▶ [REQUIRED ACTIONS]:
**A)** Write out the passage on noble cause from "If it is still" up to and including "to one another.".
**B)** In the passage on noble cause, when does a noble cause typically come to be out there and shining?

▶ [TEXT PASSAGE]:
━━━━━━━━
A. A. tries to win my acceptance in advance for what she is about to say, by pretending that it is totally in echo with how I see noble cause, as she writes:
The Noble cause you wrote so accurate about. Yes, that noble cause that I cannot imagine not living for. Unfortunately this cause is no longer becoming a successfull doctor, socially active or charismaric person. I want to be met with the same intensity of mine (more or less) and be …
In the article on noble cause, I wrote:
And the thing about the noble cause is that it’s not there, not in a way that it doesn’t exist but like anything else, we are not aware of it until it’s out there and shining.
So, it is in complete contrast with my writing to state that “oh, my noble cause is no more this but that“.
The noble cause is not something that you choose, just as you can’t really chose who the baby in your stomach is going to be. It simply doesn’t work this way. For nearly all people, they have no idea what their noble cause is unless they have lived a life trying to accomplish it. And in case this sounds like a paradox to you, you can say the same about a child. You have no idea what that egg and sperm are going to turn out in the real world unless you support it happen and then you can tell it afterward.
So, the first thing to learn is that you can’t state your noble cause in a sentence or so, as long as it is not out there and shining, which typically happens when you are old or already dead, and again only, if you have really all the while did your best to achieve it.
Secondly, love and noble cause are two totally different matters. Love is the state of our relationship with someone or a thing, while „noble cause“ is the invisible path that our development is set in. It is extremely complex to describe how noble cause is linked to love and how it is not, but for the sake of this article let’s only point out that the person you love and all the acts of loving that person are part of your path, a path which if you continue following it for most of our lifetime, it can be considered as your noble cause. Again, it is far more complicated than all these, but it is important to comprehend that loving someone won’t substitute the path you have take, nor that path which you have to take substitutes the acts of loving the person you love.
If it is still too complex for you, go after both of them as if they are two totally separated things and till you may one day understand how they are related to one another.
━━━━━━━━
▶ [ENTRIES SHOWN]:

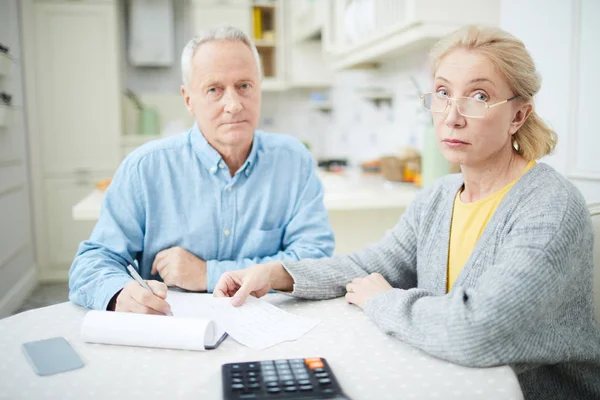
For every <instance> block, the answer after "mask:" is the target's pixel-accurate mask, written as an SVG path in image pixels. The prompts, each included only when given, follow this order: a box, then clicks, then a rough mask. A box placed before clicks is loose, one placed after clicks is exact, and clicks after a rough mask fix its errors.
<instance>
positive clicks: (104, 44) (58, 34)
mask: <svg viewBox="0 0 600 400" xmlns="http://www.w3.org/2000/svg"><path fill="white" fill-rule="evenodd" d="M542 14H543V17H542ZM599 17H600V2H599V1H597V0H526V1H521V0H485V1H484V0H454V1H448V0H274V1H266V0H0V317H3V316H6V315H10V314H11V313H14V312H16V311H19V310H24V309H27V308H32V307H38V306H42V305H46V304H50V303H52V302H56V301H66V300H67V285H66V283H65V282H66V281H67V276H68V269H69V266H70V265H71V262H72V259H73V256H74V254H75V251H76V249H77V246H78V244H79V242H80V241H82V240H85V239H86V238H87V237H88V236H89V234H90V232H91V230H92V228H93V226H94V224H95V220H96V219H97V216H98V212H99V208H100V203H101V201H102V196H103V190H104V189H105V187H106V185H107V184H108V183H109V179H110V177H111V176H112V174H113V173H114V172H115V170H116V168H117V166H118V165H119V163H120V161H121V160H122V159H123V158H124V157H125V156H126V155H127V154H128V153H129V152H130V151H131V150H133V149H135V148H136V147H138V146H140V145H143V144H144V143H146V142H148V141H150V140H155V139H159V138H160V137H161V136H167V135H172V134H178V133H180V132H183V131H185V130H187V129H189V127H190V126H191V124H192V119H191V117H190V116H189V115H188V114H187V111H186V109H185V108H184V104H183V100H182V98H181V95H180V94H179V87H180V83H181V73H180V61H179V60H180V54H181V51H182V49H183V47H184V45H185V44H186V43H187V41H188V40H189V39H190V38H191V37H192V36H193V34H194V32H197V31H198V30H201V29H203V28H207V27H210V26H213V25H222V24H229V25H234V26H237V27H239V28H242V29H243V30H244V31H246V32H247V33H248V34H249V35H251V37H252V38H253V39H254V40H255V42H256V45H257V46H258V49H259V52H260V55H261V59H262V63H263V69H264V71H265V79H264V81H263V85H262V89H263V92H264V93H263V108H262V116H261V122H260V128H261V129H264V130H266V131H269V132H275V133H287V134H291V135H294V136H295V137H297V138H298V139H299V140H301V141H303V142H304V143H305V144H306V145H307V146H308V147H309V149H310V150H311V152H312V154H313V156H314V158H315V160H316V162H318V163H319V165H320V172H319V173H320V177H321V179H322V180H323V183H324V186H325V192H326V195H325V203H326V206H327V208H328V210H329V215H330V220H331V223H332V226H333V227H334V230H335V234H336V252H337V253H345V252H349V251H353V250H358V249H360V248H362V247H363V246H364V245H365V244H367V243H370V242H372V241H375V240H377V239H378V238H380V237H381V236H382V235H383V233H384V232H385V230H387V229H389V228H391V227H392V226H393V225H394V224H395V223H396V221H397V220H398V218H399V216H400V215H401V214H402V212H403V211H404V209H405V207H406V205H407V204H408V203H409V202H410V201H411V200H412V199H413V198H414V195H415V193H416V192H417V191H418V190H419V187H420V186H421V185H423V184H427V183H429V182H430V181H431V180H432V179H434V178H436V177H438V176H441V175H444V174H446V173H449V172H452V171H453V170H454V168H455V167H454V166H450V165H447V163H445V162H443V160H442V159H441V155H440V154H439V152H438V151H437V148H436V147H435V143H434V141H433V140H432V138H433V136H432V132H431V127H430V117H429V115H428V114H427V113H426V112H424V111H423V110H421V108H420V99H419V95H420V94H421V93H423V92H424V91H427V90H428V89H429V87H430V75H429V69H428V64H427V53H428V51H429V49H430V47H431V45H432V43H434V42H435V41H436V40H437V39H438V38H439V37H441V36H443V35H445V34H446V33H449V32H451V31H453V30H455V29H456V28H458V27H459V26H461V25H463V24H466V23H484V24H492V25H498V26H500V27H502V28H504V29H506V30H508V31H510V32H511V33H513V34H515V35H516V36H518V37H519V38H520V39H522V40H523V41H524V42H525V44H526V45H527V47H528V48H529V50H530V51H531V53H532V54H533V56H534V59H535V61H536V63H537V66H538V69H539V71H540V72H541V74H542V77H543V81H544V83H543V89H542V91H541V92H540V94H539V96H538V97H537V99H536V101H537V109H538V112H539V114H540V115H541V116H542V117H543V118H545V119H546V120H547V121H548V122H549V123H550V124H551V125H552V127H553V128H554V129H555V130H556V131H557V132H558V135H559V145H558V148H557V150H556V152H555V154H554V155H552V156H549V157H546V158H545V159H544V160H542V161H543V162H546V163H549V164H550V165H552V166H553V167H554V168H556V169H557V170H558V171H559V172H561V173H563V174H565V175H566V176H567V177H569V178H570V179H572V180H573V182H574V183H575V184H576V185H577V186H578V187H579V188H580V189H581V191H582V192H583V194H584V196H585V197H586V200H588V201H589V202H598V201H600V161H598V156H597V153H598V149H600V135H598V134H597V129H595V125H592V121H593V120H595V118H594V113H595V112H598V110H599V109H600V101H599V97H598V93H599V89H600V77H599V75H598V73H597V71H599V70H600V52H599V51H598V46H597V42H598V39H600V28H599V26H598V23H597V20H598V18H599Z"/></svg>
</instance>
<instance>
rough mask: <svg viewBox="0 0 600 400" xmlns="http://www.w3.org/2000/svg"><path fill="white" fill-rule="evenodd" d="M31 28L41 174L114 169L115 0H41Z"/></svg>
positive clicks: (116, 136) (115, 15)
mask: <svg viewBox="0 0 600 400" xmlns="http://www.w3.org/2000/svg"><path fill="white" fill-rule="evenodd" d="M34 29H35V48H36V60H35V63H36V64H35V65H36V71H35V75H36V82H35V84H36V99H37V101H36V106H37V111H38V124H39V125H38V126H39V134H40V137H39V139H40V144H41V150H42V158H43V171H44V176H59V175H61V174H68V173H73V172H78V171H81V170H85V171H89V172H93V171H110V170H113V169H114V168H116V166H118V153H117V148H118V143H119V137H120V108H119V104H120V103H119V98H120V97H119V64H118V60H117V54H118V51H117V49H118V47H117V40H118V39H117V25H116V9H115V6H114V4H111V3H86V2H82V3H77V2H69V1H66V2H49V3H45V2H38V3H36V4H35V28H34ZM82 88H85V90H82Z"/></svg>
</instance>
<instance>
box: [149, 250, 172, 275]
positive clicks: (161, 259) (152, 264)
mask: <svg viewBox="0 0 600 400" xmlns="http://www.w3.org/2000/svg"><path fill="white" fill-rule="evenodd" d="M170 250H171V249H165V250H162V251H159V252H158V253H156V256H155V257H154V261H153V262H152V274H153V275H154V274H157V273H158V272H159V268H158V264H159V263H160V261H162V260H163V259H164V258H165V257H166V256H168V255H169V252H170Z"/></svg>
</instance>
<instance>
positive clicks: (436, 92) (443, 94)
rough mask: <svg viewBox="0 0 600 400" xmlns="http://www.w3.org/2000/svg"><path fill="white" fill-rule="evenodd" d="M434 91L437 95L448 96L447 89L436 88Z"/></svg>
mask: <svg viewBox="0 0 600 400" xmlns="http://www.w3.org/2000/svg"><path fill="white" fill-rule="evenodd" d="M435 93H436V94H437V95H438V96H443V97H448V91H447V90H446V89H438V90H437V91H436V92H435Z"/></svg>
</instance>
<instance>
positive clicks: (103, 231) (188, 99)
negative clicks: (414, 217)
mask: <svg viewBox="0 0 600 400" xmlns="http://www.w3.org/2000/svg"><path fill="white" fill-rule="evenodd" d="M181 63H182V73H183V85H182V86H181V93H182V95H183V98H184V100H185V104H186V107H187V109H188V110H189V112H190V114H191V115H193V116H194V119H195V120H196V123H195V124H194V126H193V127H192V128H191V129H190V130H189V131H188V132H187V133H185V134H182V135H179V136H175V137H171V138H166V139H162V140H159V141H155V142H152V143H149V144H147V145H144V146H142V147H141V148H139V149H137V150H136V151H134V152H133V153H132V154H130V155H129V156H128V157H127V158H126V159H125V160H124V161H123V163H122V164H121V166H120V167H119V170H118V171H117V173H116V174H115V176H114V178H113V181H112V183H111V185H110V186H109V187H108V189H107V191H106V197H105V200H104V203H103V206H102V211H101V214H100V219H99V221H98V224H97V225H96V227H95V229H94V231H93V233H92V235H91V237H90V239H89V240H87V241H84V242H82V243H81V245H80V246H79V250H78V252H77V255H76V257H75V260H74V262H73V265H72V266H71V270H70V272H69V286H70V293H69V298H70V300H71V301H72V302H74V303H76V304H79V305H82V306H84V307H88V308H92V309H101V310H105V309H108V310H116V311H126V312H136V313H150V314H167V313H168V312H169V311H170V310H169V304H168V303H167V302H166V301H165V298H166V290H167V286H178V287H181V288H183V289H187V290H193V291H208V292H212V291H213V289H214V287H215V284H216V283H217V281H218V279H219V277H220V276H221V274H222V273H224V272H227V271H232V270H238V269H241V268H244V267H248V266H250V265H254V264H262V263H265V262H268V261H271V260H285V259H288V260H299V259H303V258H321V257H326V256H330V255H331V253H332V252H333V233H332V231H331V228H330V226H329V222H328V217H327V212H326V210H325V207H324V205H323V189H322V186H321V184H320V181H319V179H318V177H317V175H316V172H315V167H314V162H313V160H312V158H311V156H310V153H309V152H308V151H307V149H306V148H305V147H304V146H303V145H302V144H301V143H300V142H299V141H297V140H296V139H294V138H292V137H289V136H285V135H272V134H267V133H264V132H261V131H258V130H256V127H257V124H258V119H259V112H260V104H261V91H260V81H261V68H260V59H259V56H258V52H257V51H256V47H255V46H254V44H253V43H252V41H251V40H250V39H249V38H248V36H247V35H245V34H244V33H243V32H241V31H239V30H237V29H235V28H230V27H227V28H216V29H212V30H208V31H205V32H204V33H203V34H201V35H199V36H198V37H196V38H194V39H193V40H191V41H190V42H189V43H188V44H187V46H186V47H185V49H184V50H183V54H182V59H181ZM134 261H137V263H138V265H139V271H140V275H141V276H142V277H143V278H144V279H146V280H148V281H147V282H148V284H149V286H150V288H151V289H152V291H148V290H146V289H144V288H143V287H142V286H141V285H140V284H138V283H137V282H136V281H134V280H133V279H132V278H131V276H130V275H129V274H128V273H127V272H126V267H127V266H128V265H133V264H134ZM160 280H162V282H164V283H162V282H160Z"/></svg>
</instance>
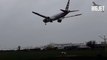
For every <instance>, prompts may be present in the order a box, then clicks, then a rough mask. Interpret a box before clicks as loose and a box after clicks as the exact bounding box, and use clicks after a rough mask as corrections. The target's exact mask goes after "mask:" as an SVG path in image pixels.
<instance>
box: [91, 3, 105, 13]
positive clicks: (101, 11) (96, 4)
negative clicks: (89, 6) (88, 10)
mask: <svg viewBox="0 0 107 60" xmlns="http://www.w3.org/2000/svg"><path fill="white" fill-rule="evenodd" d="M92 3H93V6H98V7H99V6H102V5H99V4H96V3H95V2H92ZM101 12H104V11H101Z"/></svg>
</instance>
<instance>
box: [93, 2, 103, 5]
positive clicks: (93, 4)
mask: <svg viewBox="0 0 107 60" xmlns="http://www.w3.org/2000/svg"><path fill="white" fill-rule="evenodd" d="M92 3H93V6H101V5H98V4H96V3H95V2H92Z"/></svg>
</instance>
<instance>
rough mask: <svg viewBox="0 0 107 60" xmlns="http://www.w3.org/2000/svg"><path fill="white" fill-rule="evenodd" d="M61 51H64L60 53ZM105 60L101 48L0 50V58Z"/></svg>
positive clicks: (102, 52) (59, 59)
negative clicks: (80, 48)
mask: <svg viewBox="0 0 107 60" xmlns="http://www.w3.org/2000/svg"><path fill="white" fill-rule="evenodd" d="M61 52H66V54H62V53H61ZM80 59H82V60H105V59H106V60H107V52H104V51H103V50H97V49H96V50H44V51H1V52H0V60H80Z"/></svg>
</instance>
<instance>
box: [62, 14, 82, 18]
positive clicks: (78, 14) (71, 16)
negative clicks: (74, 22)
mask: <svg viewBox="0 0 107 60" xmlns="http://www.w3.org/2000/svg"><path fill="white" fill-rule="evenodd" d="M80 15H82V14H76V15H72V16H67V17H64V18H70V17H75V16H80Z"/></svg>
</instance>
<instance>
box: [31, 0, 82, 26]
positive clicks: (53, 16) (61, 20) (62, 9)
mask: <svg viewBox="0 0 107 60" xmlns="http://www.w3.org/2000/svg"><path fill="white" fill-rule="evenodd" d="M69 4H70V0H68V2H67V5H66V7H65V9H60V10H61V11H62V12H61V13H59V14H56V15H54V16H52V17H49V16H44V15H42V14H39V13H37V12H34V11H32V13H33V14H36V15H38V16H40V17H43V18H44V20H43V22H44V23H45V25H47V23H48V22H53V21H57V22H59V23H61V22H62V19H64V18H69V17H75V16H80V15H82V14H76V15H72V16H68V17H65V16H66V15H67V14H69V13H70V12H77V11H79V10H72V11H71V10H69Z"/></svg>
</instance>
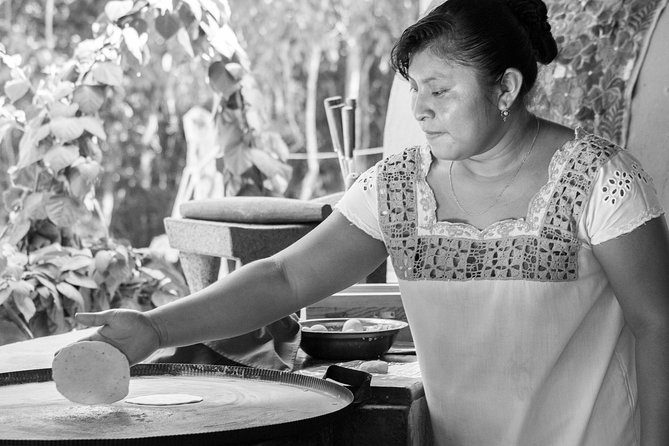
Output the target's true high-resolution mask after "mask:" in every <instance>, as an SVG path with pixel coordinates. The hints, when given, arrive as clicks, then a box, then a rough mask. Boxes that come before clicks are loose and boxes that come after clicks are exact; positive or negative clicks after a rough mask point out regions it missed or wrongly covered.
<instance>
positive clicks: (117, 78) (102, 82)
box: [91, 62, 123, 87]
mask: <svg viewBox="0 0 669 446" xmlns="http://www.w3.org/2000/svg"><path fill="white" fill-rule="evenodd" d="M91 76H92V77H93V80H94V81H95V82H98V83H100V84H103V85H112V86H115V87H118V86H120V85H122V84H123V69H122V68H121V67H120V66H118V65H116V64H115V63H112V62H98V63H96V64H95V65H94V66H93V69H92V70H91Z"/></svg>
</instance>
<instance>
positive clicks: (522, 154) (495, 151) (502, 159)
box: [442, 111, 539, 182]
mask: <svg viewBox="0 0 669 446" xmlns="http://www.w3.org/2000/svg"><path fill="white" fill-rule="evenodd" d="M538 119H539V118H537V117H536V116H534V115H532V114H531V113H529V112H527V111H523V113H522V114H521V115H517V116H516V118H515V119H513V120H512V121H510V122H509V123H508V124H507V125H506V126H505V127H504V129H503V130H502V134H501V136H500V137H499V138H498V141H497V143H496V144H495V145H494V146H493V147H492V148H490V149H489V150H487V151H485V152H483V153H480V154H478V155H475V156H472V157H471V158H468V159H465V160H461V161H455V164H456V165H458V164H459V166H457V168H458V169H459V170H460V174H461V175H462V174H466V175H468V176H470V177H472V178H476V179H477V180H478V181H483V182H496V181H499V180H501V179H504V178H507V177H508V176H509V175H513V174H514V173H515V172H516V170H517V169H518V166H520V164H521V163H523V162H524V161H525V160H526V157H527V154H528V153H529V151H530V150H532V148H533V147H532V146H533V145H534V144H536V139H537V138H538V130H539V120H538ZM442 163H443V162H442ZM443 164H447V163H443ZM454 167H455V166H454Z"/></svg>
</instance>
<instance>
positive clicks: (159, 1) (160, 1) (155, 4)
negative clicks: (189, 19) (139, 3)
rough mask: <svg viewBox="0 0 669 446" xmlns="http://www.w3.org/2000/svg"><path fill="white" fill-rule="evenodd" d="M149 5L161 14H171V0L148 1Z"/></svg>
mask: <svg viewBox="0 0 669 446" xmlns="http://www.w3.org/2000/svg"><path fill="white" fill-rule="evenodd" d="M149 4H150V5H151V6H152V7H154V8H156V9H158V10H160V11H161V12H165V11H170V12H172V9H174V5H173V3H172V0H149Z"/></svg>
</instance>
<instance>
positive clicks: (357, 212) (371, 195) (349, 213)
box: [335, 166, 383, 241]
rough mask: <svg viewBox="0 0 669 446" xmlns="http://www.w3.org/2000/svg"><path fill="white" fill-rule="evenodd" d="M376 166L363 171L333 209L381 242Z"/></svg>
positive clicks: (380, 231) (370, 235)
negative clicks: (366, 170)
mask: <svg viewBox="0 0 669 446" xmlns="http://www.w3.org/2000/svg"><path fill="white" fill-rule="evenodd" d="M376 182H377V175H376V166H374V167H371V168H370V169H368V170H367V171H365V172H364V173H363V174H362V175H360V177H358V179H357V180H356V181H355V182H354V183H353V185H352V186H351V187H350V188H349V189H348V190H347V191H346V193H345V194H344V196H343V197H342V198H341V200H339V202H338V203H337V205H336V206H335V209H337V210H338V211H339V212H341V213H342V214H343V215H344V217H346V218H347V219H348V220H349V221H350V222H351V223H353V225H355V226H356V227H358V228H359V229H361V230H363V231H364V232H366V233H367V234H368V235H370V236H372V237H374V238H375V239H378V240H381V241H383V235H382V232H381V229H380V227H379V217H378V215H379V214H378V197H377V194H376V189H377V185H376Z"/></svg>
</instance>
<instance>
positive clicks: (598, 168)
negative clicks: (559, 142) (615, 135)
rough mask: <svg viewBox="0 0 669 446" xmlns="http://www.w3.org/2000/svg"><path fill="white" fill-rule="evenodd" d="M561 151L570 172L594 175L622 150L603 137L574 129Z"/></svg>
mask: <svg viewBox="0 0 669 446" xmlns="http://www.w3.org/2000/svg"><path fill="white" fill-rule="evenodd" d="M563 151H564V156H563V160H564V162H565V163H566V164H568V165H569V166H570V168H571V169H570V170H576V171H581V172H582V173H583V174H590V175H594V174H595V173H596V172H597V171H598V170H599V168H600V167H601V166H603V165H604V164H606V163H608V162H609V161H610V160H611V159H613V158H614V157H616V155H618V154H619V153H621V152H623V151H624V149H623V148H622V147H621V146H619V145H618V144H616V143H615V142H613V141H611V140H609V139H607V138H605V137H603V136H599V135H597V134H595V133H590V132H588V131H587V130H585V129H584V128H582V127H576V128H575V129H574V130H573V138H572V139H571V140H569V141H568V142H567V143H566V144H565V145H564V147H563Z"/></svg>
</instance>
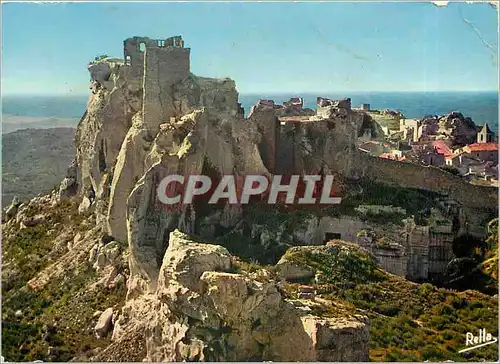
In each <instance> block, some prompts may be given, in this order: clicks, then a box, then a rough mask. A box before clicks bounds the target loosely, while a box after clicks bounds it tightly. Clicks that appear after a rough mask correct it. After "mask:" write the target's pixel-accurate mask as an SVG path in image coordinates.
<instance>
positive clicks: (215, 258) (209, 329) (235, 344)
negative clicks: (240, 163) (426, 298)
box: [113, 231, 369, 361]
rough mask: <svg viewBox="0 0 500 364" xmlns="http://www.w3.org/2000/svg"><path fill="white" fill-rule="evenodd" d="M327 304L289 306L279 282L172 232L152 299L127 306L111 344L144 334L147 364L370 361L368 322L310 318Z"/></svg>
mask: <svg viewBox="0 0 500 364" xmlns="http://www.w3.org/2000/svg"><path fill="white" fill-rule="evenodd" d="M264 276H265V275H264ZM331 304H332V303H331V302H329V301H323V300H321V299H317V300H316V301H311V300H293V299H287V298H285V296H283V294H282V293H281V292H280V289H279V287H278V284H277V282H276V281H273V280H272V279H266V280H264V281H260V280H259V281H256V280H255V279H254V278H252V276H251V275H248V274H247V273H245V272H240V273H235V272H234V268H233V267H232V257H231V256H230V255H229V253H228V252H227V250H226V249H225V248H222V247H220V246H216V245H207V244H201V243H197V242H194V241H192V240H191V239H190V238H189V237H188V236H187V235H185V234H183V233H181V232H179V231H174V232H172V233H171V236H170V239H169V246H168V248H167V250H166V252H165V256H164V259H163V264H162V266H161V269H160V279H159V280H158V286H157V289H156V292H155V293H150V294H147V295H144V296H140V297H138V298H135V299H133V300H131V301H129V303H128V304H127V306H126V307H125V308H124V309H123V311H122V314H121V315H120V317H119V318H118V319H117V320H116V322H115V329H114V333H113V341H114V342H115V344H114V345H118V343H119V342H120V340H121V339H122V338H123V339H125V338H127V337H129V336H130V335H131V334H132V332H133V331H144V332H145V336H146V348H147V356H146V358H144V359H145V360H147V361H184V360H186V361H193V360H199V361H248V360H255V361H262V360H265V361H268V360H270V361H296V360H298V361H318V360H319V361H366V360H368V340H369V332H368V321H367V319H366V318H363V317H360V316H356V315H354V314H353V313H351V312H350V311H349V310H348V309H347V308H342V307H341V306H339V307H336V309H337V311H336V312H337V313H338V315H335V316H332V317H328V318H320V317H318V316H316V315H314V314H313V312H314V311H315V310H316V309H318V308H323V309H325V308H327V307H329V306H328V305H331Z"/></svg>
━━━━━━━━
▶ [SOLUTIONS PER TASK]:
**A)**
If it is still too complex for you, go after both of them as if they are two totally separated things and till you may one day understand how they are related to one another.

**B)** Typically when you are old or already dead, and only if you have done your best all along to achieve it.